Working from the line that contains "Objective — indicate one point on every instance of the blue" to the final line, transcribe each line exactly. No pictures belong in the copy.

MATERIAL FOR THE TASK =
:::::

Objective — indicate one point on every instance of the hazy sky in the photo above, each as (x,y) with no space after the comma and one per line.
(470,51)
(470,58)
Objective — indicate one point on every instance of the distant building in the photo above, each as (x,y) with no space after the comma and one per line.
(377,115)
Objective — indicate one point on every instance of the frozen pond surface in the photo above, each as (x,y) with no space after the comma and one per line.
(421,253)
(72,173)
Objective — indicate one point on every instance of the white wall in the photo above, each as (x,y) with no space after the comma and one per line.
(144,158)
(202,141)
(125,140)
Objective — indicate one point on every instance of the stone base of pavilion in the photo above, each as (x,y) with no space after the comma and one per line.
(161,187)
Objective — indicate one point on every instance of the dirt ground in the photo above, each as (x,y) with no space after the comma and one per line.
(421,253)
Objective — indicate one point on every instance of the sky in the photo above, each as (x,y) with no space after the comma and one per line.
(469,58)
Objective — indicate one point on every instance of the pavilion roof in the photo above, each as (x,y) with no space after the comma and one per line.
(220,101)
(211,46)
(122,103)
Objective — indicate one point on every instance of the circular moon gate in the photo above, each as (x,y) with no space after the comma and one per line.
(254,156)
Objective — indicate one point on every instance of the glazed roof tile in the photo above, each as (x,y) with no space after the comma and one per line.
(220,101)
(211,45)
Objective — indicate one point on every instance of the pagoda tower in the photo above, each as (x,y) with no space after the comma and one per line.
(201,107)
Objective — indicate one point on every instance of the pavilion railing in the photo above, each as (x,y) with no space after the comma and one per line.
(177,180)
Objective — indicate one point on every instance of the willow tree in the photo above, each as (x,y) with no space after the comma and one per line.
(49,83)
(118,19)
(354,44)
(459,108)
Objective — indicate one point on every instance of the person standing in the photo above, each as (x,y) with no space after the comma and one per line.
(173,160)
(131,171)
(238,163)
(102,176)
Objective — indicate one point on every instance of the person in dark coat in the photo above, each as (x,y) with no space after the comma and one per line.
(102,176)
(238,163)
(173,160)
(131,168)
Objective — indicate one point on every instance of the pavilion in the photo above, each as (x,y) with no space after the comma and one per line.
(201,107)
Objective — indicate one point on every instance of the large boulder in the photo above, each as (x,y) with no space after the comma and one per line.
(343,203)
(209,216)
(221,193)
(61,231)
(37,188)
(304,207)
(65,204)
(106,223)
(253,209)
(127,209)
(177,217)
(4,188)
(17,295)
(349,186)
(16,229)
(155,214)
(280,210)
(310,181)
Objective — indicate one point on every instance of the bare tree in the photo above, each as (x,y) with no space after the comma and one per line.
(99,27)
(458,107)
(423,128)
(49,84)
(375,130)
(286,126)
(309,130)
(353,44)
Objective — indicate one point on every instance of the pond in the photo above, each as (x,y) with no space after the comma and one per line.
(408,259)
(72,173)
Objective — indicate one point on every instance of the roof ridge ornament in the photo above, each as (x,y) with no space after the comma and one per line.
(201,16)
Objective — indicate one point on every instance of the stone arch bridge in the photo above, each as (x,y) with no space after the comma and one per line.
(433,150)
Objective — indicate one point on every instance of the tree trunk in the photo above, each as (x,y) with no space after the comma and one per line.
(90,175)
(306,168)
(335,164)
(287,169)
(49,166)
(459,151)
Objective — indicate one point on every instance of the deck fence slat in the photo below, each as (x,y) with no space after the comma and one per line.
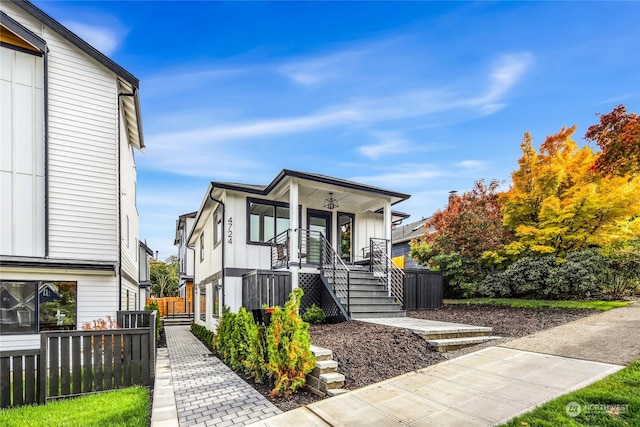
(87,367)
(127,361)
(76,363)
(30,392)
(18,384)
(108,363)
(65,367)
(5,381)
(97,360)
(54,364)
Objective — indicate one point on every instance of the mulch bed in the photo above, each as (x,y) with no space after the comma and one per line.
(368,353)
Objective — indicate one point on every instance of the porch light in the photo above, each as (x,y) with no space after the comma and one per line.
(330,202)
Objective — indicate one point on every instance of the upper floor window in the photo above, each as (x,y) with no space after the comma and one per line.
(266,220)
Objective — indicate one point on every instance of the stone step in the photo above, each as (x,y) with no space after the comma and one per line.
(321,354)
(377,314)
(443,345)
(324,367)
(331,380)
(336,392)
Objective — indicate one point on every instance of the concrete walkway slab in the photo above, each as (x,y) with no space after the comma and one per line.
(426,327)
(611,336)
(207,392)
(484,388)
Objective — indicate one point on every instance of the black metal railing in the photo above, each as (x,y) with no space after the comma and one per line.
(280,250)
(335,271)
(385,270)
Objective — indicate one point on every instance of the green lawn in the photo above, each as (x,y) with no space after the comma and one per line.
(597,305)
(613,401)
(128,407)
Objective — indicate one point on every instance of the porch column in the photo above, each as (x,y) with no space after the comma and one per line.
(294,215)
(387,236)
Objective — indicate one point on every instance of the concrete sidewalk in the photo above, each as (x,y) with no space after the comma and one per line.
(610,336)
(484,388)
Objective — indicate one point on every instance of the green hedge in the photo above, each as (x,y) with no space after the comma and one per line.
(279,353)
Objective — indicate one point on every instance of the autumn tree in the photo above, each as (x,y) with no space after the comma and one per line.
(556,203)
(164,277)
(618,136)
(470,225)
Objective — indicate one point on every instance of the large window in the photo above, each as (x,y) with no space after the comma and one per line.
(267,220)
(30,307)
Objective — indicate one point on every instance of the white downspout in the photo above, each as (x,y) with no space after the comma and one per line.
(387,236)
(294,215)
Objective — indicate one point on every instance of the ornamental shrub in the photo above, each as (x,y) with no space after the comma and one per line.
(314,315)
(288,343)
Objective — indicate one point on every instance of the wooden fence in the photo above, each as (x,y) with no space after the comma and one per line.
(71,363)
(423,289)
(168,306)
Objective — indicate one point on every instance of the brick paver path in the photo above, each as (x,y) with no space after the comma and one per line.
(207,392)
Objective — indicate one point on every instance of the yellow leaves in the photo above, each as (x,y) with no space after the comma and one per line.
(557,203)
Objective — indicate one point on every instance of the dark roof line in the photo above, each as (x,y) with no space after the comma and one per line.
(77,41)
(23,32)
(260,189)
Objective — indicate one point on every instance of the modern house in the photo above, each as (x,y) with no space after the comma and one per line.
(330,236)
(184,225)
(401,237)
(70,125)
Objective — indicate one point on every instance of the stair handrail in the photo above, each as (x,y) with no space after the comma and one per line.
(386,270)
(333,269)
(280,249)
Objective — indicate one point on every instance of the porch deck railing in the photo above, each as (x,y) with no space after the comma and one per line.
(385,270)
(333,269)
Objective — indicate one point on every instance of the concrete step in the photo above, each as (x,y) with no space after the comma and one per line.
(321,353)
(479,331)
(324,367)
(443,345)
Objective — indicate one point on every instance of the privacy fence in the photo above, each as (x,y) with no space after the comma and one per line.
(71,363)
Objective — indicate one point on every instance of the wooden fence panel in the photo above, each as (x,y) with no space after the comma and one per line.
(19,382)
(423,289)
(70,363)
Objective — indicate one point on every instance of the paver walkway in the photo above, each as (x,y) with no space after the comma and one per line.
(207,392)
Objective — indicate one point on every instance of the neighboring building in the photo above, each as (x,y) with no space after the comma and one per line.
(283,231)
(184,225)
(401,237)
(70,124)
(145,274)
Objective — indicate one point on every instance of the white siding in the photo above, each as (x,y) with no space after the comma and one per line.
(82,154)
(97,298)
(22,154)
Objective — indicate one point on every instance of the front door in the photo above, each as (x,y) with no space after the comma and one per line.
(319,222)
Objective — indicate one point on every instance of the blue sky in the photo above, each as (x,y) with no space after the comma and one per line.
(419,97)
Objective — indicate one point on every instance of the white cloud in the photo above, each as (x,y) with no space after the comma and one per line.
(471,164)
(390,143)
(309,72)
(105,39)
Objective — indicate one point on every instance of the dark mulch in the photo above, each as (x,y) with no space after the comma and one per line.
(368,353)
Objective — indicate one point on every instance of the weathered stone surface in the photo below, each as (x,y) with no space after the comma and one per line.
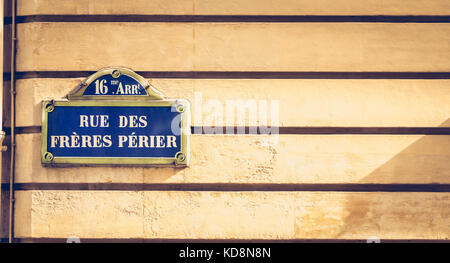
(238,215)
(235,46)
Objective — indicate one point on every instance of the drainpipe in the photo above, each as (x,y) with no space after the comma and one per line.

:::::

THE RESULT =
Objective — indicate one point on every instance of the blue sky in the photo above, each as (x,y) with no space after the comma and one per line.
(419,97)
Objective — indicate one point on every instance of the white cloud in the photo above, each as (x,y) with no space after the comma and one per line.
(471,164)
(390,143)
(309,72)
(105,39)
Objective — indicate one point on every instance of the dark mulch in the photo above, each as (x,y) with no space after the comma and one per line.
(368,353)
Objective — indicate one point on every instance of the weathered stone surface in the photo below, each as (x,y) with no space after the comma and one per line.
(238,215)
(235,46)
Objective — indicate one point on every instance of the drainpipe in the photo above, each as (x,y) with no space after the comma and one per line.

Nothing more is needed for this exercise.